§ **Selected excerpt**

****************

Following a routine:

Following a routine would assist us to sleep better because of our sleep cycle. 1 sleep-cycle contains 4 stages of sleep with the last stage being the REM rapid eye movement sleep, which is the easiest to wake up.

Getting up before or after REM sleep would make you very drowsy and not rested. The former happens because you have not completed 1 cycle, the latter because of the halting of a new cycle. Therefore, from this experiment with your waking time, you would know what time you are the most alert and that would be the end of your REM.

And by the way, to get good sleep, you would need at least 1 cycle, which range between 5-6 hours depending on individuals. So, to get quality sleep and to feel energetic for the entire day, you do not need more sleep but waking at the right time (6 hours versus the recommended 8 hours).

Sleeping Environment:

Now, not all of us would enjoy the ‘correct’ sleep cycle. If you suffer from insomnia, chances are, you might have a disrupted cycle. So, we need to ‘persuade’ your sleep-cycle on when is the right time to sleep and wake. To do that we need to lowered our body temperature. Low temperature makes one drowsy while high temperature makes one alert.

Creating an environment would give the body the low temperature (drowsy), sleep experts say that the ideal room temperature is 65 to 70 degrees F. This would give your body the low temperature to fall asleep. To make sleep even more effective, we should encourage the production of a chemical known as melatonin, which induces sleep. A darkened room (darkness) would release melatonin. These two prong approach would slowly conditioned your body to feel drowsy for you to begin your sleep-cycle

Exercise:

To even better your sleep-cycle, you need to exercise, and preferably in the daytime under the sun. Exercising under the sun contributes to raising your body temperature. As a rule of thumb, if you maintain a high body temperature through the day, as night approaches, your body temperature would drop and you would fall asleep easily (that’s assuming that you want to sleep at night).

Go ahead and learn more about sleep disorder and quality sleep. Without reading this article, would you have known that sleeping more does not mean better rest or feeling more energetic? Therefore, in order to effectively cure your insomnia and get more quality sleep, try to see insomnia as your enemy, something you need to know more in order to defeat it.

****************

§ **Activities**
(1) Copy the sleep passage above word for word, from "To even better" up to and including "to defeat it.".
(2) What room temperature does the sleep passage above say sleep experts consider ideal?

[Extracted records]
****************

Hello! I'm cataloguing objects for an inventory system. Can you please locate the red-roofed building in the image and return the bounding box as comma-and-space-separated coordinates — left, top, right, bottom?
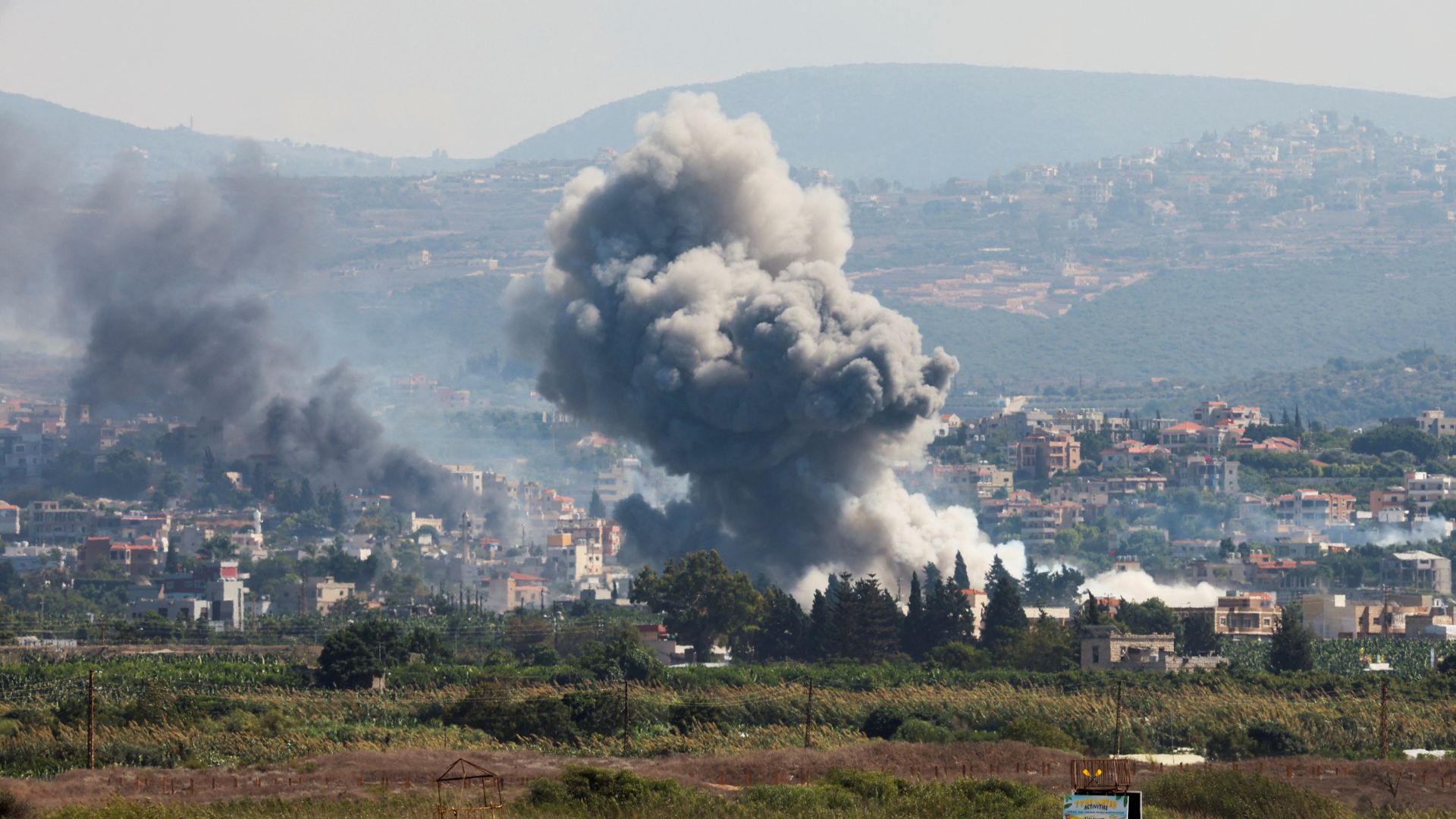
1098, 438, 1171, 469
77, 538, 160, 574
1233, 436, 1299, 452
489, 571, 551, 612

****************

§ **Task-by-task results**
(1)
To even better your sleep-cycle, you need to exercise, and preferably in the daytime under the sun. Exercising under the sun contributes to raising your body temperature. As a rule of thumb, if you maintain a high body temperature through the day, as night approaches, your body temperature would drop and you would fall asleep easily (that’s assuming that you want to sleep at night).

Go ahead and learn more about sleep disorder and quality sleep. Without reading this article, would you have known that sleeping more does not mean better rest or feeling more energetic? Therefore, in order to effectively cure your insomnia and get more quality sleep, try to see insomnia as your enemy, something you need to know more in order to defeat it.

(2) 65 to 70 degrees F